## Passage given
Now, I did say “apart from what we’ve already accounted for in determining the prior probability.” So there is some sense in which I claim the evidence of the Gospels argues against the historicity of Jesus. But what sense exactly is that? Is it, as McGrath here falsely implies, that I am adding up false story after false story and concluding each false story reduces the probability of Jesus? Absolutely not. Explicitly not. And any honest person who actually read my work knows this. To the contrary, I have argued on this blog that more evidence of Jesus’s mythification probably couldn’t further reduce the historicity of Jesus. Because once you are that mythical, there is no more mythical you can be. Or to be more precise, there is no more evidence in our background as to the frequency of persons that mythologized, being mythical.
The Gospels only tell us, not on an item-by-item basis, but globally, how mythologized Jesus was. The answer: just as mythologized as a lot of other mythical people. In fact, few historical persons were ever that mythologized. I’ve explained this to McGrath before. If you put Jesus and everyone else as mythologized as he is into a hat, and drew one out at random, the odds you’d draw a historical person are no better than 1 in 3—and possibly as bad as 1 in 15 (OHJ, Ch. 6). Because this cannot be circularly prejudged—so we cannot say in advance whether the person drawn out of that hat is Jesus or not. The odds must be the same. For Jesus as for anyone else in the hat. That can only be changed with evidence—that is, evidence specifically that Jesus is more likely historical than the others in that hat. Notably, exactly what McGrath wants to say.
For instance, if for some reason Julius Caesar were in that hat (he isn’t, but let’s pretend he is), the prior odds he’d be historical would be 1 in 3—the odds upon merely drawing his name from the hat—but the evidence would still be overwhelming that he nevertheless existed, totally crushing that 3 to 1 against into millions to one in favor. So we need evidence. And that’s what we lack for Jesus. Despite McGrath’s hyperbolic assertions to the contrary, we have no evidence for Jesus that can even be called good…compared to every other person we are certain existed. For example, even Hannibal or Spartacus are way better attested.

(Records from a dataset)
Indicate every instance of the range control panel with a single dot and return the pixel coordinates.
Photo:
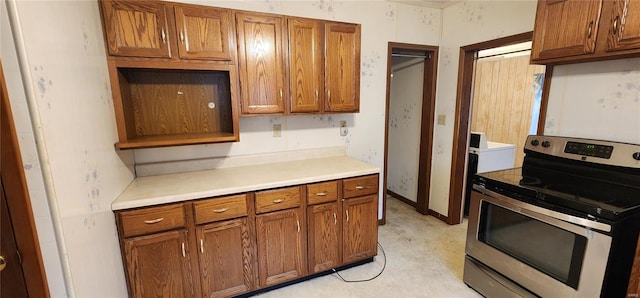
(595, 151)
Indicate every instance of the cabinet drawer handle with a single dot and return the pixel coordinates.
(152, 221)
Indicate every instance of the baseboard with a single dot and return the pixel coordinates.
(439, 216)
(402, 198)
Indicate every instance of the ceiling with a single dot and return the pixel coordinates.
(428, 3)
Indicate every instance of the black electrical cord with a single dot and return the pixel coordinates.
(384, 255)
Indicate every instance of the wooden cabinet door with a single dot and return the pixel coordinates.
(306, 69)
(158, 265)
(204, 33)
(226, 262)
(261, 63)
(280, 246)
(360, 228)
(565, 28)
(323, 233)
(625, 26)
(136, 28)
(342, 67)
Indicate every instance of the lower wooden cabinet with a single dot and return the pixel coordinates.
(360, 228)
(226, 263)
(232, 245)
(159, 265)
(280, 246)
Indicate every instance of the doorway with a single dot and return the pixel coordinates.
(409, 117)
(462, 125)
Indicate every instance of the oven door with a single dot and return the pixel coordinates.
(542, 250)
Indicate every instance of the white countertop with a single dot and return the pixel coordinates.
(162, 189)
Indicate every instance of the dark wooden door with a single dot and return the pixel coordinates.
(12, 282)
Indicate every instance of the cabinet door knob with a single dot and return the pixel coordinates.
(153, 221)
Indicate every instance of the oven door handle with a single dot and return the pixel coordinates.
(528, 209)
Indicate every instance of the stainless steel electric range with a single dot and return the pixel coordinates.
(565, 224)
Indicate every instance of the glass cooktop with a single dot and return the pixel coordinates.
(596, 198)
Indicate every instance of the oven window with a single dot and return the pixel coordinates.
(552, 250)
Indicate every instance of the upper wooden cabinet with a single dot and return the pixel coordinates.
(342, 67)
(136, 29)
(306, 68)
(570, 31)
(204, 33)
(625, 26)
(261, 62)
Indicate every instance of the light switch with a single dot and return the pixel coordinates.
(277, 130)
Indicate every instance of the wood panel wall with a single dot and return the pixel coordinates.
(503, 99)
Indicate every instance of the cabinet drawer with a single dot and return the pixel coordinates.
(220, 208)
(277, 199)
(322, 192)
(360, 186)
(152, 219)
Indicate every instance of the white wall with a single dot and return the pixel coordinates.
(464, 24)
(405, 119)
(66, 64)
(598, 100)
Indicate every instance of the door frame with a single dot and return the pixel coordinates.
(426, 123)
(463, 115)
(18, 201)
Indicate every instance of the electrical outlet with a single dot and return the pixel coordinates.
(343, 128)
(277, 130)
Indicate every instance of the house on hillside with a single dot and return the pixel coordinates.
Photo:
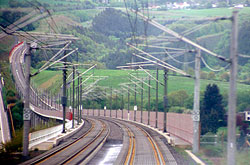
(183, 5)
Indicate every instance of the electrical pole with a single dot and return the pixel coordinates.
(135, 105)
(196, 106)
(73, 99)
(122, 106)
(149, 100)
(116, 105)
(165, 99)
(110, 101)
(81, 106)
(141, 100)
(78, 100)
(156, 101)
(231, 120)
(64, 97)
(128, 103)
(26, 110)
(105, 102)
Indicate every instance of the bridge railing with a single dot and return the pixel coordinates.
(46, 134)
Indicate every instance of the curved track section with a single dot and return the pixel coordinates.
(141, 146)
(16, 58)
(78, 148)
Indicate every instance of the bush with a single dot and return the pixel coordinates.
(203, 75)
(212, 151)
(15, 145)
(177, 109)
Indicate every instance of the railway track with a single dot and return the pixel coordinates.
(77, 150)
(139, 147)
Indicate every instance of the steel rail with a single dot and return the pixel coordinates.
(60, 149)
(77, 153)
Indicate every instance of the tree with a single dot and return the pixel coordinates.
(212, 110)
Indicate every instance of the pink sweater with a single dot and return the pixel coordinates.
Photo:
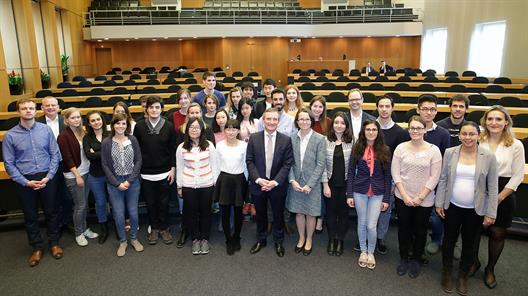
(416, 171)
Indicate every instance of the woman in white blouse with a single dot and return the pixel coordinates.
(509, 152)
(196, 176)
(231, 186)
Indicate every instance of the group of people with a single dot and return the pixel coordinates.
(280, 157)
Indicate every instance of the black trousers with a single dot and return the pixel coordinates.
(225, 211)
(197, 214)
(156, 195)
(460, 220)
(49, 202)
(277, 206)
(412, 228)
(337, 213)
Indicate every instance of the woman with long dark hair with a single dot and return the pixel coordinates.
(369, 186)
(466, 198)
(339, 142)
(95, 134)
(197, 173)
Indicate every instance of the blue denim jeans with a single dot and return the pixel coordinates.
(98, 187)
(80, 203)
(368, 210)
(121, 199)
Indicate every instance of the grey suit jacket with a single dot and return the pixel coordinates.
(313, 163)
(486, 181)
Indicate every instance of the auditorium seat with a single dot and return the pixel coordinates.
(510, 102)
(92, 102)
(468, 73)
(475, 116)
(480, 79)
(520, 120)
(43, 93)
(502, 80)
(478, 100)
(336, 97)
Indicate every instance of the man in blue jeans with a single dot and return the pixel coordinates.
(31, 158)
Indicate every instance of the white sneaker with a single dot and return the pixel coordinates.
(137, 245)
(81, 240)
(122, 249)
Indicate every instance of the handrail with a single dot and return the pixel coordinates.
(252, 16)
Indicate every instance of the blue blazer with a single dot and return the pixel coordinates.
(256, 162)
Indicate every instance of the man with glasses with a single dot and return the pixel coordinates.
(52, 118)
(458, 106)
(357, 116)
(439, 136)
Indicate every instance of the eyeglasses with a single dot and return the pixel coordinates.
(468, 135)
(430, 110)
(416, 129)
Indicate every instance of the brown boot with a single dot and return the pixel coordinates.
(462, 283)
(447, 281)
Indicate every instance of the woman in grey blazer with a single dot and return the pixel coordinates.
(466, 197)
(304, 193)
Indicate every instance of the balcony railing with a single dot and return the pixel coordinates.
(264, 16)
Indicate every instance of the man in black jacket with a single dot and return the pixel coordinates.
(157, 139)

## Written problem
Please set down the passage on the historicity of Jesus word for word, from "For instance, if" up to and including "way better attested.".

## Written response
For instance, if for some reason Julius Caesar were in that hat (he isn’t, but let’s pretend he is), the prior odds he’d be historical would be 1 in 3—the odds upon merely drawing his name from the hat—but the evidence would still be overwhelming that he nevertheless existed, totally crushing that 3 to 1 against into millions to one in favor. So we need evidence. And that’s what we lack for Jesus. Despite McGrath’s hyperbolic assertions to the contrary, we have no evidence for Jesus that can even be called good…compared to every other person we are certain existed. For example, even Hannibal or Spartacus are way better attested.